▸ **DOCUMENT SEGMENT**
☆ ☆ ☆

Since implementing an Optech LYNX Mobile Mapper System in June 2008, Wygant and his team at WHPacific, the first U.S. users of the LYNX system, have executed at least a dozen projects. With each one, they’re continually stunned at the system’s accuracy compared to static scanning and aerial mapping methods. Wygant noted at SPAR 2009 that after their first job at a municipal airport in New Mexico (where the company had performed previous static work), his team was first amazed at the speed of acquisition (a mere 30 minutes on 8,700 feet including base station setup and scanning of two runways, two taxiways, part of the hangar buildings and a main building), and then the accuracy achieved of six-hundredths of a foot vertically compared to original spirit level, RTK and static scan measurements and control. "Since it was the first project, we figured we had done something wrong for it to be that right," he said.
With 2-centimeter average accuracy, coupled with the time and cost savings over traditional surveying, aerial mapping and static scanning, the Native American/Native Alaskan A-E firm is taking on projects it wouldn’t have been able to manage before. It was an uncertain start for them to be sure, but it’s been worth it. Wygant explains: "We got it up and running and took it out on a great big western U.S. tour of our 17 offices. And while we were out on that tour the stock market started crashing … and we’re trying to sell a million dollars worth of equipment and services…. It’s been a tricky year, but all in all, we’ve completed some unique projects. We have a backlog of projects right now."
Other survey businesses across the globe have similar success stories using the LYNX Mobile Mapper. Sineco S.p.A. (Italy) and Infoterra (U.K.) were two early development partners that provided vital feedback during the design process. Essentially, the road (both conceptual and real) to establishing the LYNX system began north of the U.S. border in Ontario, Canada, and east of the Atlantic in Europe.
The LYNX Creation: The Links of the LYNX
In 2004, forward-thinking Optech Incorporated had begun developing sensors for an innovative mobile scanning solution. Static market systems housed sensors with limited fields of view around 40 x 40 degrees. Optech saw the importance of upgrading to a rotating sensor that would capture data at 360 degrees from a mobile platform. "The first prototype was an ILRIS-based system for proof of concept," explains Daina Morgan, product manager, Mobile Survey at Optech. "It highlighted the needs for very high measurement rates and the need for two 360-degree sensors. The impact of laser shadows on information extraction was flagged based on the very first prototype tests."

☆ ☆ ☆

▸ **EXERCISE TASKS**
(1) Decide whether each statement below agrees with the LYNX Mobile Mapper text. Answer yes or no for each, and quote the words of the text that settle it.
(a) WHPacific began using the LYNX system in June 2008.
(b) Optech began developing sensors for its mobile scanning solution in 2006.
(c) Static market systems had fields of view of around 40 x 40 degrees.
(2) Reproduce the stretch of the LYNX Mobile Mapper text from "Other survey businesses" through "Atlantic in Europe." word for word.
(3) According to the LYNX Mobile Mapper text, how many offices did the western U.S. tour take in?

☆ ☆ ☆

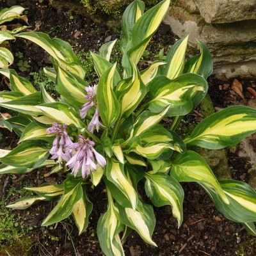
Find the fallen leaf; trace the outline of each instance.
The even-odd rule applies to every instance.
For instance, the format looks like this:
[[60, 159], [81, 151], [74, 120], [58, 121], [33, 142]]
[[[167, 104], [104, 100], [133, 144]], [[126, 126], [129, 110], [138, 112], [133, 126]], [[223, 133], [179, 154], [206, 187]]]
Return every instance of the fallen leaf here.
[[246, 90], [249, 91], [254, 97], [256, 97], [256, 92], [251, 87], [246, 87]]
[[223, 90], [227, 90], [230, 86], [230, 84], [224, 84], [222, 85], [222, 88]]
[[236, 92], [243, 99], [244, 99], [242, 84], [237, 79], [233, 81], [231, 89]]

☆ ☆ ☆

▸ **TASK-BY-TASK SOLUTIONS**
(1)
(a) Yes: "Since implementing an Optech LYNX Mobile Mapper System in June 2008"
(b) No: "In 2004, forward-thinking Optech Incorporated had begun developing sensors"
(c) Yes: "Static market systems housed sensors with limited fields of view around 40 x 40 degrees"

(2)
Other survey businesses across the globe have similar success stories using the LYNX Mobile Mapper. Sineco S.p.A. (Italy) and Infoterra (U.K.) were two early development partners that provided vital feedback during the design process. Essentially, the road (both conceptual and real) to establishing the LYNX system began north of the U.S. border in Ontario, Canada, and east of the Atlantic in Europe.

(3) 17 offices.